### [Exercise objective]
Copy the records below word for word, leaving out the pictures.

---------- Exercise input ----------

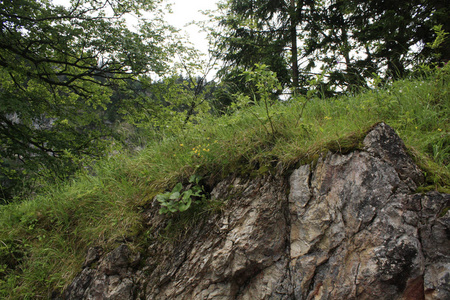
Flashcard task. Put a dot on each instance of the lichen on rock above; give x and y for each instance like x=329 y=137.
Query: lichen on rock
x=350 y=227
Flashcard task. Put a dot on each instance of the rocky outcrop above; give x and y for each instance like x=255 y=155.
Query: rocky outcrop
x=346 y=227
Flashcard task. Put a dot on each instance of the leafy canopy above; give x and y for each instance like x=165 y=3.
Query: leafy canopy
x=58 y=69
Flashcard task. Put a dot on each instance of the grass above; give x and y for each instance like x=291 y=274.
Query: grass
x=43 y=241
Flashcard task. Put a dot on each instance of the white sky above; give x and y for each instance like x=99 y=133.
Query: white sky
x=184 y=12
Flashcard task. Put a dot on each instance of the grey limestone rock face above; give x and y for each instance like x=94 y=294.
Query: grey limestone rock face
x=348 y=227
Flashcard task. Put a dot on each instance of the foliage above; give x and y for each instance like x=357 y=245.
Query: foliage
x=354 y=41
x=266 y=84
x=43 y=241
x=59 y=67
x=178 y=200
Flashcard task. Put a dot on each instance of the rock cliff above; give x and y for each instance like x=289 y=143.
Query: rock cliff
x=349 y=226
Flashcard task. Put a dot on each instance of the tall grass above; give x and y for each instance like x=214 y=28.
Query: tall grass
x=43 y=240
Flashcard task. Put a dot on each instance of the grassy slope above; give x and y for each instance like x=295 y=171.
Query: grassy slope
x=43 y=241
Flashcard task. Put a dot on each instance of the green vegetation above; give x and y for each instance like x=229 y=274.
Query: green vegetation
x=89 y=138
x=43 y=240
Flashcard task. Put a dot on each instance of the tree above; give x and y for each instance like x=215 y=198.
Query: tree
x=58 y=67
x=351 y=41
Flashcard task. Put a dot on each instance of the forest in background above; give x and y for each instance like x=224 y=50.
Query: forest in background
x=99 y=122
x=78 y=85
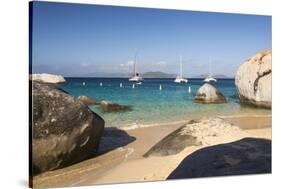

----------

### [Written reply]
Flashcard task. Put a dot on each instance of the lichen on rock above; give x and y for each instance like x=329 y=137.
Query: lichen on rock
x=350 y=227
Flashcard task. Put a dot on each instance of the rocky outcrop above; give x and y for each instance like x=255 y=155.
Query: rocky outcrop
x=346 y=227
Flashcard task. Put a dot on each instance of the leafy canopy above; give x and y for each instance like x=165 y=3.
Query: leafy canopy
x=58 y=69
Flashcard task. Put a dot on each instance of the grass above; give x and y for each instance like x=291 y=274.
Query: grass
x=43 y=241
Flashcard task. Put a dot on each instance of the white sky above; give x and y for each instance like x=99 y=133.
Query: white sky
x=184 y=12
Flashcard task. Put a dot on each instance of the grey limestone rock face above; give x and y for each instance like x=94 y=294.
Query: grey limestone rock face
x=348 y=227
Flashcard task. Put a dot on each instance of the foliage above; give x and y for each instance like x=357 y=245.
Query: foliage
x=354 y=41
x=266 y=84
x=43 y=241
x=59 y=67
x=178 y=200
Flashcard task. Put a dot on each instance of the rock cliff above; give x and y for each instance like x=289 y=143.
Query: rock cliff
x=349 y=226
Flashcard task. Put a dot on each instance of the tall grass above; give x and y for each instance like x=214 y=28.
Query: tall grass
x=43 y=240
Flashcard task. Put a dot on each instance of the grassy slope above; give x and y for each instance like x=295 y=171.
Query: grassy slope
x=43 y=241
Flashcard task. Put a dot on each instance of the green vegetation above; give x and y for each instance like x=229 y=274.
Query: green vegetation
x=89 y=138
x=43 y=240
Flashcard task. Put a dot on each instance of the tree above; give x and y for each instance like x=215 y=198.
Query: tree
x=58 y=67
x=351 y=41
Flashcard task. Put a dot on each instance of the forest in background above; give x and y for each instance like x=224 y=50.
Query: forest in background
x=99 y=122
x=78 y=85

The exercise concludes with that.